* **Document section**
Despite the title, the group of characters don’t actually spend that much of the book working for ‘Microsoft’: the majority of the time they’re working at their own start-up, in recovery from the years they spent as cogs in the megacorp, blossoming into real people again after years of being interchangable people-units with “no life”. Passing references to salaries, 14.4 modems or Apple’s shaky financial status aside, it remains even more surprisingly timeless than ‘Generation X’: though we’re not in Silicon Valley (or even Silicon Roundabout), we’ve been close enough to start-up culture to know that many of the issues (funding crises, marketing bullshit and constant hype about everything) still apply – and of course, the megacorps still lure in young programmers with free snacks then wring them dry. I know dozens of people – myself included to some extent – that made the same leap away from corporations or other big organisations in their mid-to-late 20s – all of us chasing some sense of One-Point-Oh or actually making a difference in the world beyond than “a computer on every desk and in every home”. Similarly, Susan’s Chyx crusades seem as relevant now as then and what is Minecraft if not Oop brought to life?

* **Tasks for this exercise**
[1] According to the book review, where do the characters spend most of the book working?
[2] Extend the book review past its final sentence, keeping its voice and viewpoint.
The entries that follow have no connection to the book review.

* **Extracted information**
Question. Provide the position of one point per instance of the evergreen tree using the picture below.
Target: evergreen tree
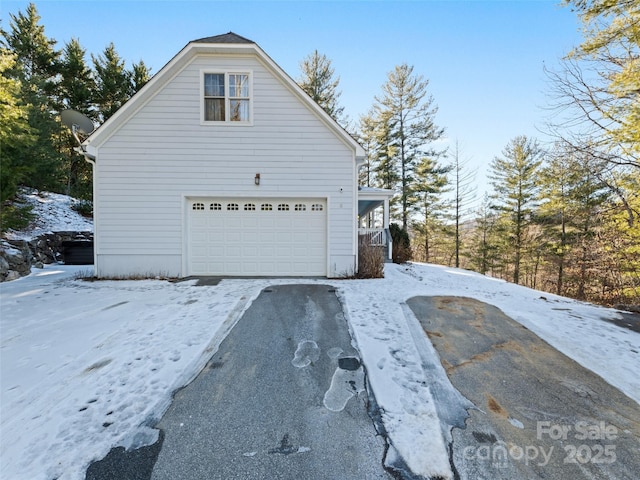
(76, 92)
(367, 138)
(113, 82)
(613, 43)
(318, 80)
(16, 135)
(484, 252)
(514, 178)
(410, 112)
(463, 194)
(140, 75)
(36, 68)
(426, 199)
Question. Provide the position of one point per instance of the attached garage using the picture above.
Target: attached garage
(221, 165)
(257, 236)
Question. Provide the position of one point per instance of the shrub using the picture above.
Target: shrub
(84, 208)
(401, 251)
(14, 216)
(370, 261)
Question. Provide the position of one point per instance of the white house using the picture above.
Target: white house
(223, 165)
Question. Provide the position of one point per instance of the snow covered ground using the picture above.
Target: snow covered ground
(85, 366)
(52, 211)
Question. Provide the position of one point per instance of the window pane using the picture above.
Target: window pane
(239, 85)
(214, 109)
(239, 110)
(214, 84)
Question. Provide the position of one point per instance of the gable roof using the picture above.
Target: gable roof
(224, 38)
(228, 43)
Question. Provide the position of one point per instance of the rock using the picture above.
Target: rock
(12, 275)
(18, 256)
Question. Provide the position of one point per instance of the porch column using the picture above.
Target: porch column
(385, 214)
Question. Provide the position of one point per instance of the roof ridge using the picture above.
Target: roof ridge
(229, 37)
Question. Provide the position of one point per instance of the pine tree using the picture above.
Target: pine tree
(410, 114)
(16, 135)
(612, 41)
(37, 68)
(318, 80)
(367, 138)
(113, 82)
(426, 198)
(484, 252)
(514, 178)
(76, 92)
(140, 75)
(463, 194)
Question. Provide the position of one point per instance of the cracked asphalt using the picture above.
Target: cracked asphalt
(284, 397)
(536, 413)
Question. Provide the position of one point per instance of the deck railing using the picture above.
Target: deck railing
(373, 236)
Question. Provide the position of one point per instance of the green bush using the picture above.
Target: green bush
(84, 208)
(401, 251)
(370, 261)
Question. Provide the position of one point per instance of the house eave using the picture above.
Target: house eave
(183, 58)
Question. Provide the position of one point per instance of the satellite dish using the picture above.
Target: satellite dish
(77, 122)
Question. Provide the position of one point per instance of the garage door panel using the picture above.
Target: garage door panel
(240, 237)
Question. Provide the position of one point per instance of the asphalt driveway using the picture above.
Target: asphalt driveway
(284, 397)
(536, 413)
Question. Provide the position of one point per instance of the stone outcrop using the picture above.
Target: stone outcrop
(18, 256)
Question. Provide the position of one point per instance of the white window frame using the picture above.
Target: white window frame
(227, 98)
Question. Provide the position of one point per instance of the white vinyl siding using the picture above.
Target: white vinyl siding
(163, 154)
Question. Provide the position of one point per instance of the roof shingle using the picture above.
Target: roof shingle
(224, 38)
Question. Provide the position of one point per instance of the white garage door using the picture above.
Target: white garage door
(264, 236)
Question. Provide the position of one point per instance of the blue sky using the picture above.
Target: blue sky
(483, 59)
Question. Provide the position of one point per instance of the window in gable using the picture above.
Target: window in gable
(227, 97)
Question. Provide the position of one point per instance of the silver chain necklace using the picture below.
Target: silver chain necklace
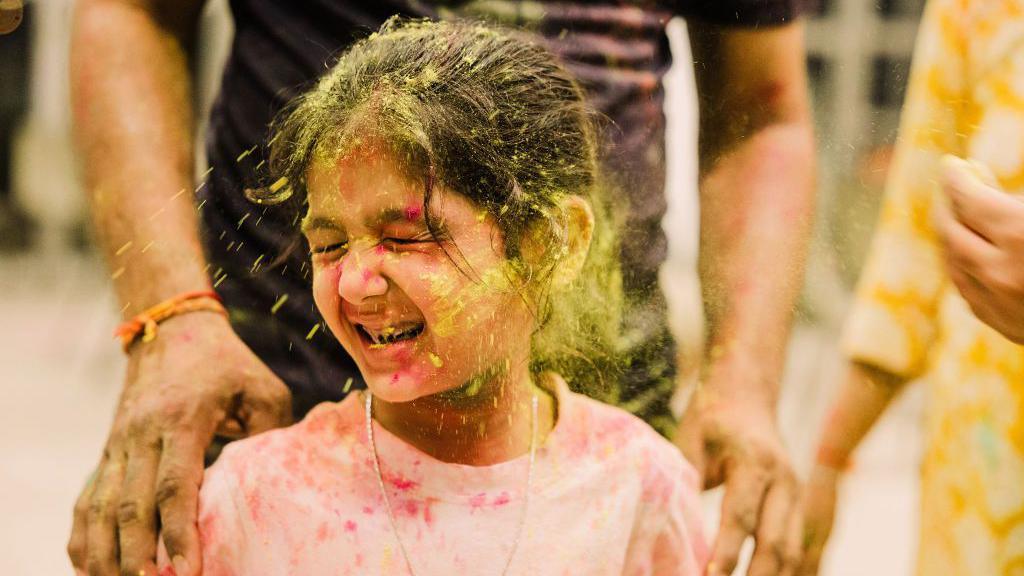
(387, 501)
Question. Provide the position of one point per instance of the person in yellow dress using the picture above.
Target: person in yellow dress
(908, 321)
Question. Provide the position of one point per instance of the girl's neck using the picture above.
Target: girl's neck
(482, 422)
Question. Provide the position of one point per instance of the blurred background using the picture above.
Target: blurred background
(60, 369)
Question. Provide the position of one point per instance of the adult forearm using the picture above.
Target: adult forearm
(756, 208)
(133, 126)
(864, 395)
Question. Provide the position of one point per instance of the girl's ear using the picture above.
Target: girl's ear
(579, 231)
(564, 239)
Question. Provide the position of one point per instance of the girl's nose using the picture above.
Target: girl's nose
(360, 277)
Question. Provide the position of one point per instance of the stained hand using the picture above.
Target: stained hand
(195, 380)
(735, 442)
(983, 236)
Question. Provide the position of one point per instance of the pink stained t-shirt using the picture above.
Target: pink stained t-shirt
(609, 497)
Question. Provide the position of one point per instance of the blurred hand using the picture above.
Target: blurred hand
(983, 236)
(819, 513)
(734, 441)
(196, 379)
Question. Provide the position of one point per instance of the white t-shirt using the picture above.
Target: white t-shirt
(609, 497)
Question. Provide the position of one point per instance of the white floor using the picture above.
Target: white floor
(60, 373)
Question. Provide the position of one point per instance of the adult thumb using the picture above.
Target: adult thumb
(266, 405)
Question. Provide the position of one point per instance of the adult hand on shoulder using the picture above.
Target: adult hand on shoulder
(818, 515)
(196, 379)
(735, 442)
(983, 236)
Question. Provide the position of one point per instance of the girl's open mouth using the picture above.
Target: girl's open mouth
(390, 335)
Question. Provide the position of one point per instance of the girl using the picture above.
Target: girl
(460, 253)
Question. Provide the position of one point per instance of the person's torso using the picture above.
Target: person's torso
(312, 504)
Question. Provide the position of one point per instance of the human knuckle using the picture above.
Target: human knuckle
(95, 566)
(168, 489)
(99, 509)
(744, 518)
(130, 511)
(131, 567)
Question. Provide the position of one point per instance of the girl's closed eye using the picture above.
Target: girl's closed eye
(325, 250)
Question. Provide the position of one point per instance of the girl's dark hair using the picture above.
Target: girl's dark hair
(492, 115)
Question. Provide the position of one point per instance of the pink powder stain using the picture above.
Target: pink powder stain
(401, 483)
(478, 500)
(428, 517)
(413, 212)
(208, 527)
(255, 502)
(323, 532)
(410, 507)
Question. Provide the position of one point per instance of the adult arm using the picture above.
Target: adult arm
(983, 238)
(865, 394)
(757, 178)
(133, 126)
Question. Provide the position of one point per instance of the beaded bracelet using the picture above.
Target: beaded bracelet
(143, 326)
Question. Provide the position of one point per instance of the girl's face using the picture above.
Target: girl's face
(415, 323)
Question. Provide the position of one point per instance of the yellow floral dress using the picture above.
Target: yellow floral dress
(966, 97)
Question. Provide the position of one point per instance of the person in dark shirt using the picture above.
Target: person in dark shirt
(204, 375)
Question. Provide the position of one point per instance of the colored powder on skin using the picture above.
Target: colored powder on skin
(413, 213)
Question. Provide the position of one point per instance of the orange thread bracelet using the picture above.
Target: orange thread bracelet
(143, 326)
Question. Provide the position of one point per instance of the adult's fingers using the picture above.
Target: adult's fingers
(101, 517)
(772, 554)
(744, 491)
(977, 204)
(978, 296)
(795, 541)
(965, 248)
(137, 510)
(80, 522)
(178, 480)
(267, 407)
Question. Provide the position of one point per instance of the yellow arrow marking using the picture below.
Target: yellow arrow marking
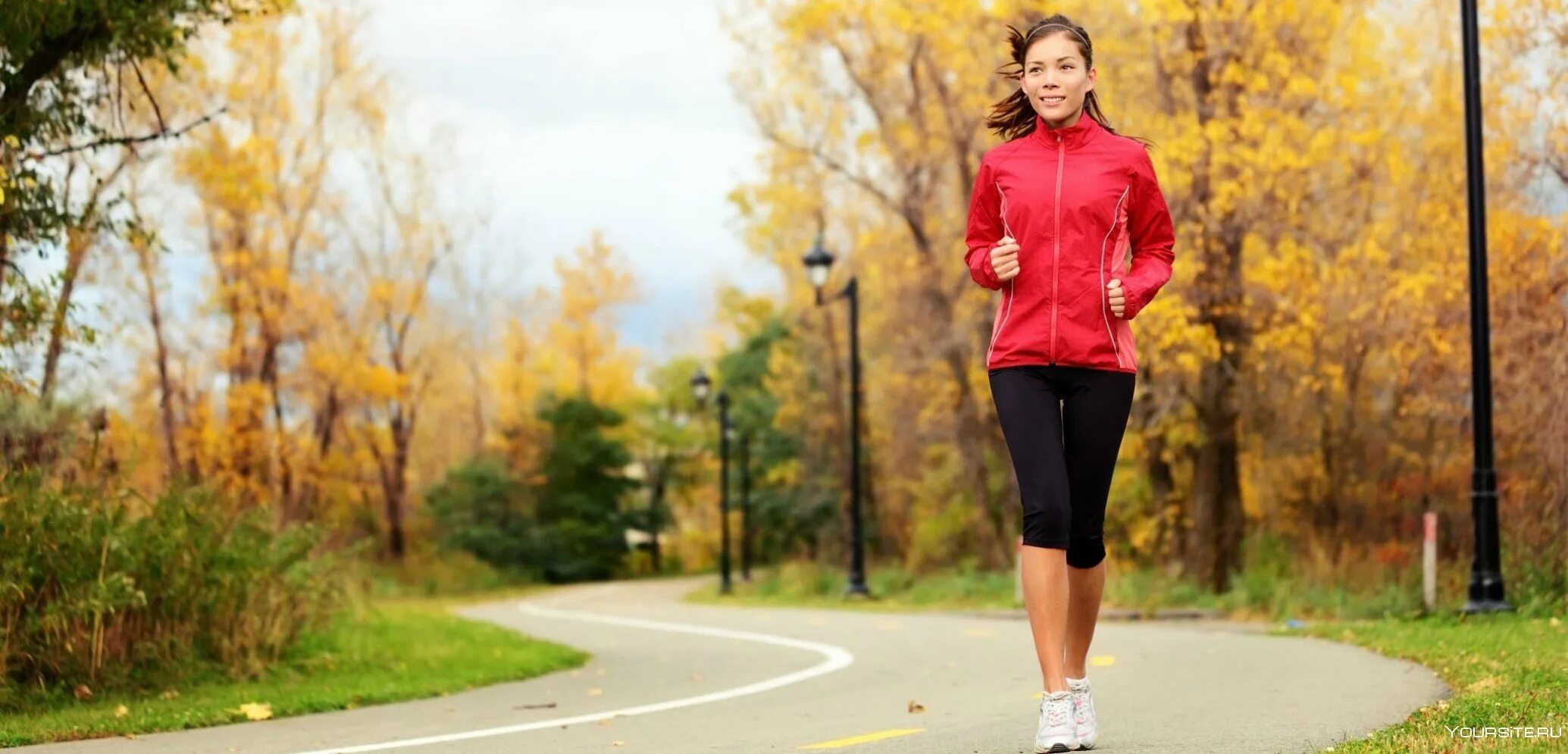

* **The responses**
[1] At their own start-up.

[2]
It’s quite a heightened book – the elevated nature of the conversations lampshaded early on when Dan says Karla speaks like she’s a “Star Trek episode made flesh” – and as a faux-journal, it is understandably a somewhat disjointed stream of consciousness. But at the same time, it is perhaps the most satisfying of Coupland’s early works in terms of story-telling: the strands of philosophy, theory and text manipulation (pages of binary; repeats of pages but with either the consonants or vowels removed; random word dumps) that are explored in the book all come together neatly in the end. The novel isn’t flawless by any means – some of the characterisation is rather flat and I think a longer time span would have helped the flow of most of the story arcs – but the conclusion ultimately gives everything that has come before it a purpose.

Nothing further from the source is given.